Task -
Collect from the data below each line with "distant".

[Records for the exercise — start]

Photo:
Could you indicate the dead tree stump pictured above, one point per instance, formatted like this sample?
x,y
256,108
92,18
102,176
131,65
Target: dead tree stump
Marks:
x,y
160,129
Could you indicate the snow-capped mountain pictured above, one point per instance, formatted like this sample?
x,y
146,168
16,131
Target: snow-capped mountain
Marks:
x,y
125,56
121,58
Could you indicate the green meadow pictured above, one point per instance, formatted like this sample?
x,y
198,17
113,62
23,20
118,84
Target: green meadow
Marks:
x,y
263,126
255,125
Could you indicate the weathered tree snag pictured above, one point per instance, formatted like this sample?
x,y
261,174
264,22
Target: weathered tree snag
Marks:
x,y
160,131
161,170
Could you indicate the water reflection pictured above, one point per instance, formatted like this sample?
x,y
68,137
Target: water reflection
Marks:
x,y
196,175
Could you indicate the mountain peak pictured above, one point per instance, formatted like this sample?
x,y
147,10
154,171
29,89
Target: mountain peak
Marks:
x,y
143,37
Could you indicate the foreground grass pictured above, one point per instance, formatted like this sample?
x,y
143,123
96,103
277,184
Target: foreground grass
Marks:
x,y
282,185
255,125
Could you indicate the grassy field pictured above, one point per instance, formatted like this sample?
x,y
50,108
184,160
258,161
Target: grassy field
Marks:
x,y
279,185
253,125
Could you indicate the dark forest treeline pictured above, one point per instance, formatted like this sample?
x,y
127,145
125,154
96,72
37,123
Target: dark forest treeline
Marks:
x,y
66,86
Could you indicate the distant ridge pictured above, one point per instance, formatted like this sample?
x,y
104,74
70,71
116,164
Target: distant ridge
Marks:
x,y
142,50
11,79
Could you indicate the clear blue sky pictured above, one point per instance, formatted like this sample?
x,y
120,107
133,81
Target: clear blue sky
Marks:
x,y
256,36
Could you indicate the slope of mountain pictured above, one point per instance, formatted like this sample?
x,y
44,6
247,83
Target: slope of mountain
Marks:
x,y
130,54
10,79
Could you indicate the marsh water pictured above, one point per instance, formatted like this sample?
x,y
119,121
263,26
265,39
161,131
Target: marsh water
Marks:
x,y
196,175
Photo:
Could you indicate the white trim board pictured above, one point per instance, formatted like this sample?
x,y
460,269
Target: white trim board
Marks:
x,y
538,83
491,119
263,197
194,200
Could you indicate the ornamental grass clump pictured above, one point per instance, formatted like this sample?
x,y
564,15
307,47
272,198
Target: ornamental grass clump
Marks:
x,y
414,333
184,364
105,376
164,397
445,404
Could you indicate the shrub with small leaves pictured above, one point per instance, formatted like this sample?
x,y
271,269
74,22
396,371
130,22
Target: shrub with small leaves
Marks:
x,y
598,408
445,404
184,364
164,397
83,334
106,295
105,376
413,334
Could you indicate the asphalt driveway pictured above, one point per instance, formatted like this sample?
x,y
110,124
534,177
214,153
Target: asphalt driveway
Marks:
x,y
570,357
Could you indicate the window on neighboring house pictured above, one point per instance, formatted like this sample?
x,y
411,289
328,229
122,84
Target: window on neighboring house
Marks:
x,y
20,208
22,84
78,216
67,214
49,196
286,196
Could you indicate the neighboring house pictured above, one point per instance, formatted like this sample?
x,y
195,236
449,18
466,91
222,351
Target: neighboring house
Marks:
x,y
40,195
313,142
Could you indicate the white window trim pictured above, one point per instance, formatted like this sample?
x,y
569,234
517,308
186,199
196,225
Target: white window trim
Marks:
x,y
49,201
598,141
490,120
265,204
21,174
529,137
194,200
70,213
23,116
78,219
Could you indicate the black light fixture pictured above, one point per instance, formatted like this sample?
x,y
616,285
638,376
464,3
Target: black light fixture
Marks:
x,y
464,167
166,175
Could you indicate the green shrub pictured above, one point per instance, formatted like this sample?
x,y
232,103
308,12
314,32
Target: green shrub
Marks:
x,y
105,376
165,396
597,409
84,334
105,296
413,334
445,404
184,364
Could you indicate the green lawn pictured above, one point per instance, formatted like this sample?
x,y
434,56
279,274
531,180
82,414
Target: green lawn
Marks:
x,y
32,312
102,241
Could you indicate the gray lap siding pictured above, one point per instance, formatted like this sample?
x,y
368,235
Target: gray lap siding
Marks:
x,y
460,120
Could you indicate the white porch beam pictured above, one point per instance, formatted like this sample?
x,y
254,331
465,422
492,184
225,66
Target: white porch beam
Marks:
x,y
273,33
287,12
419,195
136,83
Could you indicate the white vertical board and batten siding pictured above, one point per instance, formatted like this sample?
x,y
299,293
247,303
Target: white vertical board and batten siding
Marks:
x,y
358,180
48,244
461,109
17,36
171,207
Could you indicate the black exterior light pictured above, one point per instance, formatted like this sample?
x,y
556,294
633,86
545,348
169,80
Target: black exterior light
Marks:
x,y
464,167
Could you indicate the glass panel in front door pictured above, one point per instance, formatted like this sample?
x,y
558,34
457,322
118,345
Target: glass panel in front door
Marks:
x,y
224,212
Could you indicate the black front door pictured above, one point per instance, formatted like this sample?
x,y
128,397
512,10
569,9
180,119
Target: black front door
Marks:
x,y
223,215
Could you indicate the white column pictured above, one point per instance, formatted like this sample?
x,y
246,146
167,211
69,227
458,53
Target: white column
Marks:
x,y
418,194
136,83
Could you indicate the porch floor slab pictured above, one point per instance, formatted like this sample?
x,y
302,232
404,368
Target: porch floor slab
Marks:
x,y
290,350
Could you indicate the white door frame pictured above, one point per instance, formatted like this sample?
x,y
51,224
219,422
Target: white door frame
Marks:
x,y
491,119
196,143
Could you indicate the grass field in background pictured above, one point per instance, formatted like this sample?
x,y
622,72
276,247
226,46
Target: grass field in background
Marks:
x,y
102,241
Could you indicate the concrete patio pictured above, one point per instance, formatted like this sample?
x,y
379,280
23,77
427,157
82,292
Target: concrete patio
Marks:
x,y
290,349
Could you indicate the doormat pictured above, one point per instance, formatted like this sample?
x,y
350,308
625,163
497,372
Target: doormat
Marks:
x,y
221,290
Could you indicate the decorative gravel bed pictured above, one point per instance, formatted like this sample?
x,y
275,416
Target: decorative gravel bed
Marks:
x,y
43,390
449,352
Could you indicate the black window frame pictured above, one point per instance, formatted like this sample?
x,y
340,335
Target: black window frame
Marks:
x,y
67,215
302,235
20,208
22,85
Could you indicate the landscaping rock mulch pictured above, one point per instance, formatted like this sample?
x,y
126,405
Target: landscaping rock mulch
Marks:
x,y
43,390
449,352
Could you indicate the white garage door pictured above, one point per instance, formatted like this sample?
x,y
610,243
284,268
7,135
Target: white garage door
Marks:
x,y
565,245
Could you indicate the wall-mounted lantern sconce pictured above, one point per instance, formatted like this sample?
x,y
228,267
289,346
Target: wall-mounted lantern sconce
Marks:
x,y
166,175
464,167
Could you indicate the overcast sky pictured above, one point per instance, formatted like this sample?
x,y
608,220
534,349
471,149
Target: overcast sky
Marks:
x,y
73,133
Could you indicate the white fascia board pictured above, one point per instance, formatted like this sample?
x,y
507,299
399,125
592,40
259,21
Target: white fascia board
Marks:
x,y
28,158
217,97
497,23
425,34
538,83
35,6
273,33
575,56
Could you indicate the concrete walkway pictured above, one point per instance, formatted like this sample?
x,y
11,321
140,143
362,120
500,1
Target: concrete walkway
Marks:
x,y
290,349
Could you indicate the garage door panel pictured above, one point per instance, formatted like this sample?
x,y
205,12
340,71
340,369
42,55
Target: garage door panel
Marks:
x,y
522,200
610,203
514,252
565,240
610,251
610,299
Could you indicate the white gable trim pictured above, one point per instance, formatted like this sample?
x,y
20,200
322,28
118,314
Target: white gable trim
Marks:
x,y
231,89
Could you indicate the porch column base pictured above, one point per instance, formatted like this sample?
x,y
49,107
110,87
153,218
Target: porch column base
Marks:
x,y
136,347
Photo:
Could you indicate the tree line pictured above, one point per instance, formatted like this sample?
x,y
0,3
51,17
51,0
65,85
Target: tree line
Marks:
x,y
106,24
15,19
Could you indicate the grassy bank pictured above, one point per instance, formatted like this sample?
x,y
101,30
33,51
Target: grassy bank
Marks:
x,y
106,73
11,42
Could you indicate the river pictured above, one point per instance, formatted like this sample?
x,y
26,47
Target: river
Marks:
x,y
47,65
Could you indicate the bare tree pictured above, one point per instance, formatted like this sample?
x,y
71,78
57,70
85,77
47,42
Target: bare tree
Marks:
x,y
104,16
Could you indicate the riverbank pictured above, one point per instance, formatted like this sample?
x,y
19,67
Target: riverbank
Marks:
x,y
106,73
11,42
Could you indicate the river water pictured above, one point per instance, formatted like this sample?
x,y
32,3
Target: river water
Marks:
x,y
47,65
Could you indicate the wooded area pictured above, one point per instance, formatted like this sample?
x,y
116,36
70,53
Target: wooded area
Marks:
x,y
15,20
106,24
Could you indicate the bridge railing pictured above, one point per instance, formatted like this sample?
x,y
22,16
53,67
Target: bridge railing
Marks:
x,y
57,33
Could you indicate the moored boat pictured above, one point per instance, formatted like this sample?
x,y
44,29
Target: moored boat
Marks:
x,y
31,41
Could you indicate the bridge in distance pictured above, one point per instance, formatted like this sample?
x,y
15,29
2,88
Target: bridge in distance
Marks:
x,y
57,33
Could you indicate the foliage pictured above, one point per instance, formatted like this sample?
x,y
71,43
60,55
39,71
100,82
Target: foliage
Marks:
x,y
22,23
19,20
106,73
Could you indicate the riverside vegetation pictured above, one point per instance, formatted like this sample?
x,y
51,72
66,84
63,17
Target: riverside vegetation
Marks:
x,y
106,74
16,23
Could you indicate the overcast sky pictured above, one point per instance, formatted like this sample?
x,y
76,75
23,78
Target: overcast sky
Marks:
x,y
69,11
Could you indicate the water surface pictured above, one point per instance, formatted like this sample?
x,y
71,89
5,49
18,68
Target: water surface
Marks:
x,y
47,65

[Records for the exercise — finish]

Written solution -
Could you indicate the distant ridge pictured above, one point per instance, formatted like this sample?
Target: distant ridge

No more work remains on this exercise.